= EXERCISE AIM =
Rewrite the Sturmtiger text starting with "Sturmtiger (Assault Tiger)" and going on through "the most popular.", putting "self-propelled gun" in place of "assault gun".

= TEXT PASSAGE =

^^^^^^^^^^^^^^^^

Sturmtiger (Assault Tiger) was a World War II German assault gun built on the Tiger I chassis and armed with a 380mm rocket-propelled mortar. The official German designation was Sturmmörserwagen 606/4 mit 38 cm RW 61. Its primary task was to provide heavy fire support for infantry units fighting in urban areas. The few vehicles produced fought in the Warsaw Uprising, the Battle of the Bulge and the Battle of the Reichswald. The fighting vehicle was known by various informal names, among which the Sturmtiger became the most popular.

==Development==
The idea for a heavy infantry support vehicle capable of demolishing heavily defended buildings or fortified areas with a single shot came out of the experiences of the heavy urban fighting in the Battle of Stalingrad in 1942. At the time, the Wehrmacht had only the Sturm-Infanteriegeschütz 33B available for destroying buildings, a Sturmgeschütz III variant armed with a 15 cm sIG 33 heavy infantry gun. Twelve of them were lost in the fighting at Stalingrad. Its successor, the Sturmpanzer IV, also known by Allies as Brummbär, was in production from early 1943. This was essentially an improved version of the earlier design, mounting a StuH 43 L/12 gun of the same caliber on the Panzer IV chassis with greatly improved armour protection.

^^^^^^^^^^^^^^^^

= Natural-language object grounding data =
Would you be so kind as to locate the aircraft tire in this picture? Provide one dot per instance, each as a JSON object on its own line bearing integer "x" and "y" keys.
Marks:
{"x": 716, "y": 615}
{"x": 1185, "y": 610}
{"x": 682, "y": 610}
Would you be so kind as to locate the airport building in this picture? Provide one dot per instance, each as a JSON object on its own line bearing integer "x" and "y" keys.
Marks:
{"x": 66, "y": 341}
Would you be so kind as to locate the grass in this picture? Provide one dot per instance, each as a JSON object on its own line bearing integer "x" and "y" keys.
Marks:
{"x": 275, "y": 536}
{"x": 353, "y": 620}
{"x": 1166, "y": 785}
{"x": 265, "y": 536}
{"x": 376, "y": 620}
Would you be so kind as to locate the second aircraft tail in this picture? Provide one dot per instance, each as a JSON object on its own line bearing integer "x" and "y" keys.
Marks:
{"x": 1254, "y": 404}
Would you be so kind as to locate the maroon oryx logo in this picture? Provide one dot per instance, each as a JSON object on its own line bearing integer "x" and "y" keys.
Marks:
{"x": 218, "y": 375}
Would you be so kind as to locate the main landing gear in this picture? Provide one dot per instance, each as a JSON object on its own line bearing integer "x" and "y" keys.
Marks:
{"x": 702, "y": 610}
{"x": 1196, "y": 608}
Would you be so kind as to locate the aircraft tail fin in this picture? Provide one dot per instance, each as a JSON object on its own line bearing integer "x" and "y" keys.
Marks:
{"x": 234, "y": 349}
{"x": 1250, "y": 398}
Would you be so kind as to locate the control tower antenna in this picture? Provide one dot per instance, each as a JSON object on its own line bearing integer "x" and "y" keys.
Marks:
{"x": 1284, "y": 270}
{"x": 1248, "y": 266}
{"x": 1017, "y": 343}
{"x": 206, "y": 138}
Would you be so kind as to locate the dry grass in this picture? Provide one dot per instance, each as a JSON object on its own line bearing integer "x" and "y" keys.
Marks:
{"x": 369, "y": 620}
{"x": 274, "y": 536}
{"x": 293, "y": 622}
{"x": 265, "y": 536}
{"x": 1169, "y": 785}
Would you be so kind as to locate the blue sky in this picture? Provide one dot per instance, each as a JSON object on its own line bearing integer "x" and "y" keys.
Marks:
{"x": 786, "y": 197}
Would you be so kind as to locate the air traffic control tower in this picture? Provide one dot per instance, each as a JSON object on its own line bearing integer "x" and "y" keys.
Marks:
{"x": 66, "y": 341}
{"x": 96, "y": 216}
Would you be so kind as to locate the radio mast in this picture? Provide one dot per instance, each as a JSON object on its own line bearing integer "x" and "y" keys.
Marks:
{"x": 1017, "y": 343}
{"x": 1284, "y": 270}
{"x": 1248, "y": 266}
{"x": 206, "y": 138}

^^^^^^^^^^^^^^^^

= EXPECTED ANSWER =
Sturmtiger (Assault Tiger) was a World War II German self-propelled gun built on the Tiger I chassis and armed with a 380mm rocket-propelled mortar. The official German designation was Sturmmörserwagen 606/4 mit 38 cm RW 61. Its primary task was to provide heavy fire support for infantry units fighting in urban areas. The few vehicles produced fought in the Warsaw Uprising, the Battle of the Bulge and the Battle of the Reichswald. The fighting vehicle was known by various informal names, among which the Sturmtiger became the most popular.